- EXERCISE TASK 1
In the passage about the Borden murders, when and where were Andrew and Abby Borden found murdered?
- EXERCISE TASK 2
Decide whether each statement agrees with the passage about the Borden murders: (a) Lizzie Borden was the step-daughter of Abby Borden. (b) Lizzie Borden was proven guilty of the murders. (c) The murders remain unsolved.
- EXERCISE TASK 3
Reproduce the part of the passage about the Borden murders starting with "Many are familiar" and going on through "to this day.".

- READING TEXT
## Begin

Lizzie Borden Took an Axe

“Lizzie Borden took an axe and gave her mother forty whacks, and when she saw what she had done, she gave her father forty-one.”

Many are familiar with the old rhyme about a very real set of murders that took place back in 1892. That year, on August 4th in Fall River, Massachusetts, Andrew and Abby Borden were found murdered in their home. They had been hacked to death with an axe so many times their bodies were barely recognizable. History’s favourite suspect for the murders is their daughter, Lizzie Borden

However, Lizzie was never proven guilty, and these murders remain unsolved to this day.

Lizzie Borden was the daughter of Andrew Borden and the step-daughter of Abby Borden. She was the one to discover Andrew’s body, and set off the subsequent chain of events that were later immortalized in history.

## End

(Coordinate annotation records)
## Begin

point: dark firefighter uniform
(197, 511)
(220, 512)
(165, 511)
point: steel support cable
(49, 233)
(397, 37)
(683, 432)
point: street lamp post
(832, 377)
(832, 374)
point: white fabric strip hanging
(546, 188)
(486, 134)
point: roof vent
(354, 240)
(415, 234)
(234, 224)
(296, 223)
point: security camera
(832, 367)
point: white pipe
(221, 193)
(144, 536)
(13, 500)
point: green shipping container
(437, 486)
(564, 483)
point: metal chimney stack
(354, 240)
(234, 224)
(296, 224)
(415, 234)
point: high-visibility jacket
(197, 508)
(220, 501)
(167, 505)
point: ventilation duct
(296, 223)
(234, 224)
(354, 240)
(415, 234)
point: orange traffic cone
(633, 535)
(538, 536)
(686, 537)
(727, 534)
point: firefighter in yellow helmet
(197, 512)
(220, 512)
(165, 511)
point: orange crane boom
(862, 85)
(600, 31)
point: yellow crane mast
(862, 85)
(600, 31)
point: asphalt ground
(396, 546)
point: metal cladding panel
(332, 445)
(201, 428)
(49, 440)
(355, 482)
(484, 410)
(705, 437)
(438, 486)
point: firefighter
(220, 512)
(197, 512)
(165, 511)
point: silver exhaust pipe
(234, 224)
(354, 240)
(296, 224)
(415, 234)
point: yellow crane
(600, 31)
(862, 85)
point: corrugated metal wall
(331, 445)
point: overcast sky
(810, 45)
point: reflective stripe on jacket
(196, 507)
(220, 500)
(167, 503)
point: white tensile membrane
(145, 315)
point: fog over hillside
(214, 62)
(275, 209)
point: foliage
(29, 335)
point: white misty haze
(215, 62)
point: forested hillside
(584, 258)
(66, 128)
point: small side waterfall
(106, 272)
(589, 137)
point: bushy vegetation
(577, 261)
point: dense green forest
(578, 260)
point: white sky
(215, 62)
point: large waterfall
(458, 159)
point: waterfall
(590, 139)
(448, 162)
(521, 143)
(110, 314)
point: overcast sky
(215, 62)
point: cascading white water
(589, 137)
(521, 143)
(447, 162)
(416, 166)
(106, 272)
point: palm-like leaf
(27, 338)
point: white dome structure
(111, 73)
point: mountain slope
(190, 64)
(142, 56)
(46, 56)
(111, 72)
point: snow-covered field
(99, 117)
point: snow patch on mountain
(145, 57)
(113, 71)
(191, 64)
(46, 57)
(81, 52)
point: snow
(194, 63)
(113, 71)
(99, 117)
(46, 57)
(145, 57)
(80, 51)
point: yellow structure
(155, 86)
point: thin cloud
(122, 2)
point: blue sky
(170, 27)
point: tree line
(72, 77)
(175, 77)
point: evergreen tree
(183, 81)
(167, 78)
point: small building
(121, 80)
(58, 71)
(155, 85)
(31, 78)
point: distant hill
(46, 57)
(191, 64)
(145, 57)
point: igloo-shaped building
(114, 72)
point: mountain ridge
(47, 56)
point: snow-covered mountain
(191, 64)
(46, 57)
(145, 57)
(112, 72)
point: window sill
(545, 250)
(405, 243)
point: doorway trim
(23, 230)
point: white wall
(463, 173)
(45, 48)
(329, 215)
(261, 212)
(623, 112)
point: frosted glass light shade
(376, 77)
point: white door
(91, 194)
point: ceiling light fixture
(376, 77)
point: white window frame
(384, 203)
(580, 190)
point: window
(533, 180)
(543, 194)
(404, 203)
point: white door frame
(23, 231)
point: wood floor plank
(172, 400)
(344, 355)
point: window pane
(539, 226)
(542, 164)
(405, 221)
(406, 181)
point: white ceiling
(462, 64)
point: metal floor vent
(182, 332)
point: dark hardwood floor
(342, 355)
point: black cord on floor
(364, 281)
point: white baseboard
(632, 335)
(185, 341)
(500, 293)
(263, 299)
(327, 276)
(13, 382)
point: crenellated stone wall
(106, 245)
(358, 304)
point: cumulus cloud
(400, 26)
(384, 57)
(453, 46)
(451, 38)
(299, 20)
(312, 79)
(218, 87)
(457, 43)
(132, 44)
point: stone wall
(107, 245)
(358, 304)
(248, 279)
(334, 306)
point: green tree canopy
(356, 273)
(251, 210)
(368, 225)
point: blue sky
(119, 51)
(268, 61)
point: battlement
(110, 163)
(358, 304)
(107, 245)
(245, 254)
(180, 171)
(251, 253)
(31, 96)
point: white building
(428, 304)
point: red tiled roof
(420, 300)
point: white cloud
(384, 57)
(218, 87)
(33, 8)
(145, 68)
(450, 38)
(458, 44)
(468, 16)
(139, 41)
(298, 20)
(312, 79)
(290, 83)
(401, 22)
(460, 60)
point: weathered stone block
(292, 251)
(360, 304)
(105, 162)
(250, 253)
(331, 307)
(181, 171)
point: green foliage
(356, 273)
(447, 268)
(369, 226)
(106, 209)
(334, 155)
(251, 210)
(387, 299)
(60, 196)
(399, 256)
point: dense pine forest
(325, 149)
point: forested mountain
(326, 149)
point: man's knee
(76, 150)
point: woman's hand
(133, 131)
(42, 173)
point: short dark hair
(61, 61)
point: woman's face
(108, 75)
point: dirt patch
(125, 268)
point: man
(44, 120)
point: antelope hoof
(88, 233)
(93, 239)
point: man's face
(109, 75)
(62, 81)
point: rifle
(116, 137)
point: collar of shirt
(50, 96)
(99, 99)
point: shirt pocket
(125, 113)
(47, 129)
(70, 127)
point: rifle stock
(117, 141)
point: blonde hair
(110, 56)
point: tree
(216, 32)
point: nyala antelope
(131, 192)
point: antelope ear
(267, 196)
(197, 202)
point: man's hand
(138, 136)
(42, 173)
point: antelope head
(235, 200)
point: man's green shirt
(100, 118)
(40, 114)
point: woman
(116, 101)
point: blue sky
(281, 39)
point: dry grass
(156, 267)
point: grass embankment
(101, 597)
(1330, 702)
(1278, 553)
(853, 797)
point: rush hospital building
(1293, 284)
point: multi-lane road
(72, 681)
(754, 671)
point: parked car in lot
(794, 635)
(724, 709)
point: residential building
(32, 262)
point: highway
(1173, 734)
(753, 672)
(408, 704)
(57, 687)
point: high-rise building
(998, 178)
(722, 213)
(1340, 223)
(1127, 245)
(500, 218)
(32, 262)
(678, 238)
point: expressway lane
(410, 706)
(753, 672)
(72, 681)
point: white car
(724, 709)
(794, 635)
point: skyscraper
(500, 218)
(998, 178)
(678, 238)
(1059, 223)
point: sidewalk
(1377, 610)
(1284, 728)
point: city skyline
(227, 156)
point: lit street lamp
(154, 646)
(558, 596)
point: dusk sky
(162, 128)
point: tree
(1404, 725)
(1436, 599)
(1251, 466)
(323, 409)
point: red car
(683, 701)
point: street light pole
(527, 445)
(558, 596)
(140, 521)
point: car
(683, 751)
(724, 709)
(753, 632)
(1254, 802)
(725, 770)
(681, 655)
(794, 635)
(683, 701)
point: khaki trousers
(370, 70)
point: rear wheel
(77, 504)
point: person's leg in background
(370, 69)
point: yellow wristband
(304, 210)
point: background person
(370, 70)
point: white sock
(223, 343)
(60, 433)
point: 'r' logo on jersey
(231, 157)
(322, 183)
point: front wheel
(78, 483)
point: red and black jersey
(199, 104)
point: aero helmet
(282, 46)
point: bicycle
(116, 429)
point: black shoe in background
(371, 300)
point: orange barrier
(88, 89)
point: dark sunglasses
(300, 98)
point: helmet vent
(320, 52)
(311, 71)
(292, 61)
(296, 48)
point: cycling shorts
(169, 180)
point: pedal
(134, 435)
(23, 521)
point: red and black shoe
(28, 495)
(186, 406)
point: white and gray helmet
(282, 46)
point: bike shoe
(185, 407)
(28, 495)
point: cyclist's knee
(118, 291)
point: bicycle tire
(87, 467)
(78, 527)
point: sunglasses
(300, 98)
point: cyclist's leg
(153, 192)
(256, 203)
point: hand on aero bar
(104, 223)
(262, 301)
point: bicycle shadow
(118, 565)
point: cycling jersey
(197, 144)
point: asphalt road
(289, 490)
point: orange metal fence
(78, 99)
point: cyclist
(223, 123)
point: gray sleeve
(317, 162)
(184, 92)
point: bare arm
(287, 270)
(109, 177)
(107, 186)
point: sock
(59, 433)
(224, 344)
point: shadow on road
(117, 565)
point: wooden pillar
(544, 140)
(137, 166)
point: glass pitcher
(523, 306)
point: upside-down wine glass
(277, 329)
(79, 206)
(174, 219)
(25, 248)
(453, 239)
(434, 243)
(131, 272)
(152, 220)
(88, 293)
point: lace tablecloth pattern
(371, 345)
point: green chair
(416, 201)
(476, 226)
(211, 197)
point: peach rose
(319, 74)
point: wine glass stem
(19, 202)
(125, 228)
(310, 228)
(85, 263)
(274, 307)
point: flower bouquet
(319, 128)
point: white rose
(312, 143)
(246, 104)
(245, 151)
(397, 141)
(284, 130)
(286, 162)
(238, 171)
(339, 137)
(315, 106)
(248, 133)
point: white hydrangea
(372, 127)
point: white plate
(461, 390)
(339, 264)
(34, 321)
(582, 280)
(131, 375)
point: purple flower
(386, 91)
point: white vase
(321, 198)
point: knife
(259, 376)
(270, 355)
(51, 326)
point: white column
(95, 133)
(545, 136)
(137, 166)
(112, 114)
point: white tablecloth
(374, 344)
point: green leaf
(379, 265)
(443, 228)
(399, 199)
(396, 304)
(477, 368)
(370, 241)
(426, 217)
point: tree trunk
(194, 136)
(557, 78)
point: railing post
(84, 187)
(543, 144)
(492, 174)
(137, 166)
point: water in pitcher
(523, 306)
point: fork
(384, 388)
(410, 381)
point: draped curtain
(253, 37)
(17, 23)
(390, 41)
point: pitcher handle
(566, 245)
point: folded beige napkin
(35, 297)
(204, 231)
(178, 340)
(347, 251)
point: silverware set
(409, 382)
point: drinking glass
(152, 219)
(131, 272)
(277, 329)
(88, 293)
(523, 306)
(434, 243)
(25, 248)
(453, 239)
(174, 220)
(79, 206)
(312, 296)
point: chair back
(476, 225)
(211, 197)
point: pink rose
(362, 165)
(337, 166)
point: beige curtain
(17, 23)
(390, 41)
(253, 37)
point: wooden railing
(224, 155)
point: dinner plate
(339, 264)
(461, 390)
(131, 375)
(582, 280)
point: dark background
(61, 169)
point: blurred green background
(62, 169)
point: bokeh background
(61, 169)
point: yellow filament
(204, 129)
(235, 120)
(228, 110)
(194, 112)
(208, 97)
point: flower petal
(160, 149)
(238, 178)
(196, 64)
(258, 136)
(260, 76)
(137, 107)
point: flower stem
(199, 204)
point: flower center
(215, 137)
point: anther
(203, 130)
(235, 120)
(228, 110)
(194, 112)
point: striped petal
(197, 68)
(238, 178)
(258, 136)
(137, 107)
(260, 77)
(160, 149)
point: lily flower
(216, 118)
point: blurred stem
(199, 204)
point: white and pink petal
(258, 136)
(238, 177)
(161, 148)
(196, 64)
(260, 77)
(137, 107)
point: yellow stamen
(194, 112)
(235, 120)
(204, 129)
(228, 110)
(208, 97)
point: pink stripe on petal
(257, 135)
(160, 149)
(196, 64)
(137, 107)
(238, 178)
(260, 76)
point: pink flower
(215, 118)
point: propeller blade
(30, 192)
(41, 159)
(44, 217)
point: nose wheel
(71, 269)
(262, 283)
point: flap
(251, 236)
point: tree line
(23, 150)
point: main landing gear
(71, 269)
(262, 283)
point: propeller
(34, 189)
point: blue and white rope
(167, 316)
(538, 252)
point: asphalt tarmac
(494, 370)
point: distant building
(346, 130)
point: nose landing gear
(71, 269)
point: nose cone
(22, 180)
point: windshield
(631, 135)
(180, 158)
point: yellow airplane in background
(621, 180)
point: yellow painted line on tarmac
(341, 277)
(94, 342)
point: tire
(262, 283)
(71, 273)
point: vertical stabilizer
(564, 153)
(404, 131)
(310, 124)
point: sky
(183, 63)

## End

- WRITTEN REPLY 1
They were found on August 4th, 1892, in their home in Fall River, Massachusetts.

- WRITTEN REPLY 2
(a) Yes: "the step-daughter of Abby Borden."
(b) No: "Lizzie was never proven guilty."
(c) Yes: "these murders remain unsolved to this day."

- WRITTEN REPLY 3
Many are familiar with the old rhyme about a very real set of murders that took place back in 1892. That year, on August 4th in Fall River, Massachusetts, Andrew and Abby Borden were found murdered in their home. They had been hacked to death with an axe so many times their bodies were barely recognizable. History’s favourite suspect for the murders is their daughter, Lizzie Borden

However, Lizzie was never proven guilty, and these murders remain unsolved to this day.